:: Extrait du document

22.9.2015   

FR

Journal officiel de l'Union européenne

C 313/17


Avis du Comité européen des régions — Livre vert «Construire l’union des marchés des capitaux»

(2015/C 313/05)

Rapporteur:

M. Tadeusz TRUSKOLASKI (PL/AE), maire de la ville de Białystok

Texte de référence:

Livre vert «Construire l’union des marchés des capitaux»

COM(2015) 63 final

I.   OBSERVATIONS GÉNÉRALES

LE COMITÉ EUROPÉEN DES RÉGIONS,

1.

accueille favorablement l’initiative de la Commission européenne figurant dans le livre vert intitulé «Construire l’union des marchés des capitaux», dont l’objectif clé est la création d’un marché unique des capitaux;

2.

rappelle que l’initiative privée et l’entrepreneuriat jouent un rôle essentiel dans le processus d’émergence d’une économie de l’Union européenne compétitive;

3.

insiste sur l’importance de la mise en place d’un marché commun unique des capitaux;

4.

invite la Commission à accélérer ses travaux sur le plan d’action et à présenter des propositions législatives dans les plus brefs délais afin d’atteindre l’objectif d’un marché unique des capitaux de l’Union européenne pleinement intégré d’ici la fin de 2018;

5.

se félicite des efforts de la Commission visant à démanteler les obstacles à l’investissement dans les entreprises, efforts dont bénéficieront particulièrement les petites et moyennes entreprises (PME); souligne que déverrouiller le potentiel du marché des capitaux est un pas important vers la croissance et la création d’emplois durables au niveau local et régional;

6.

insiste sur la nécessité de lancer d’autres initiatives structurelles et anticycliques dans le domaine des marchés financiers, de façon à ce qu’elles aient des retombées pour tous les États membres de l’Union européenne et profitent également aux régions dont les marchés financiers sont moins développés;

7.

::::
:: Données brutes

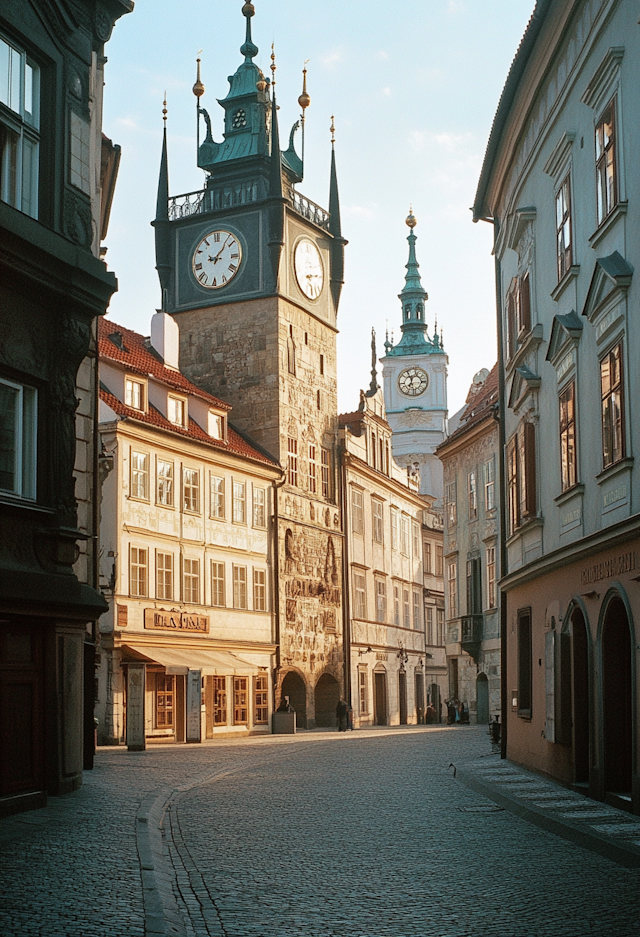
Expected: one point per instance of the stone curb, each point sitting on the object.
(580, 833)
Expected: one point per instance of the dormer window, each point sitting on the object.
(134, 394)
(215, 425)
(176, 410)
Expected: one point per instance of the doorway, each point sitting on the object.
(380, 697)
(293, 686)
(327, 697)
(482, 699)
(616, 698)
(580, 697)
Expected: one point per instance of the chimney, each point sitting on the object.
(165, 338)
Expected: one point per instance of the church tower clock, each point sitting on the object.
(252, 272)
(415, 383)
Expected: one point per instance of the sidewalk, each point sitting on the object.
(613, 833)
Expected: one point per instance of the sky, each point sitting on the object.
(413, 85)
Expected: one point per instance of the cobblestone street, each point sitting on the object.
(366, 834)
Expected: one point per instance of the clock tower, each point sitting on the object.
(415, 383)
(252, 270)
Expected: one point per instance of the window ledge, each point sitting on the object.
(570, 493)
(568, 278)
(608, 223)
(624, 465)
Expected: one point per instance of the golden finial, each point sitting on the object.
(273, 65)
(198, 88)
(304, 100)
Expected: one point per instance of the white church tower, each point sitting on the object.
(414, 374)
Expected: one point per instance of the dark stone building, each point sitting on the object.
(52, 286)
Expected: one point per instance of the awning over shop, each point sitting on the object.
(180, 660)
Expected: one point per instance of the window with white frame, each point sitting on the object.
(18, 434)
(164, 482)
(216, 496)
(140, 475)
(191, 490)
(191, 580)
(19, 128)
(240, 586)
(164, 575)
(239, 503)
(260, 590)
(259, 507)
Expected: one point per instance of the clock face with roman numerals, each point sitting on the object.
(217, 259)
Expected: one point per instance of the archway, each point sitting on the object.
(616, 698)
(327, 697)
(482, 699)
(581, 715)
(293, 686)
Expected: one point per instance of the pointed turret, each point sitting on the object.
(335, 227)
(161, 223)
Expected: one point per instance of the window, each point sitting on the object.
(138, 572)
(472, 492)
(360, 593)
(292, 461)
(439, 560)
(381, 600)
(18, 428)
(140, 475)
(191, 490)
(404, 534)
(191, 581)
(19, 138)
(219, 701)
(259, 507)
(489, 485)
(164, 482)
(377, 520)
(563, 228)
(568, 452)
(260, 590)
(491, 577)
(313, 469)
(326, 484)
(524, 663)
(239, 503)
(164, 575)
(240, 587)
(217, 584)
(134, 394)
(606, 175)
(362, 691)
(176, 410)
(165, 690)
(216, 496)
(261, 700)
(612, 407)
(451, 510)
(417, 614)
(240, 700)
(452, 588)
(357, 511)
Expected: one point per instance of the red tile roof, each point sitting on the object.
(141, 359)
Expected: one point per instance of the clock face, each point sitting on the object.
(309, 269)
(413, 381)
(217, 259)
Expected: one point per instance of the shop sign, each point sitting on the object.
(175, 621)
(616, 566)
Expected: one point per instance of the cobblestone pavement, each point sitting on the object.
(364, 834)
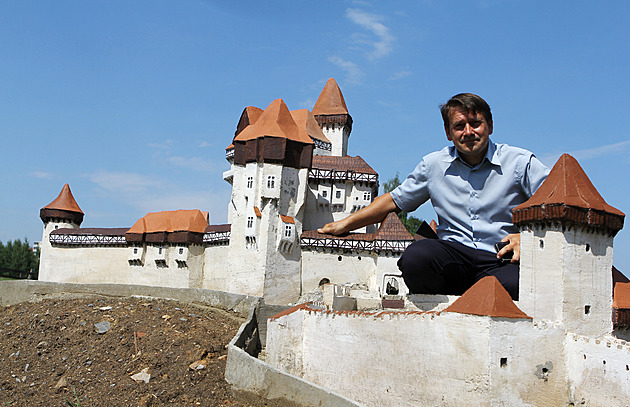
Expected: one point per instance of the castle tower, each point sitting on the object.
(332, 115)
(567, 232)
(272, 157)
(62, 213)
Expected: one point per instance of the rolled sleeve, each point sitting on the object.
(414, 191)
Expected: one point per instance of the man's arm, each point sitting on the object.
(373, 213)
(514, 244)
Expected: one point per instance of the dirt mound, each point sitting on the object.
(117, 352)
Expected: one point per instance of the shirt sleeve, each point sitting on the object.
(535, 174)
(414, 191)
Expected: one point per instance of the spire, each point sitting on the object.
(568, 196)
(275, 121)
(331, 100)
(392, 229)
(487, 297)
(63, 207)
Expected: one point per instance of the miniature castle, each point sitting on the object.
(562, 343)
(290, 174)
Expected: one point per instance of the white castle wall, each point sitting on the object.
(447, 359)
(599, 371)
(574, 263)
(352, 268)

::::

Consigne: D'après l'extrait de l'avis du Comité européen des régions, à quelle échéance la Commission est-elle invitée à atteindre l'objectif d'un marché unique des capitaux de l'Union européenne pleinement intégré ?

Résultat de l'exercice: D'ici la fin de 2018.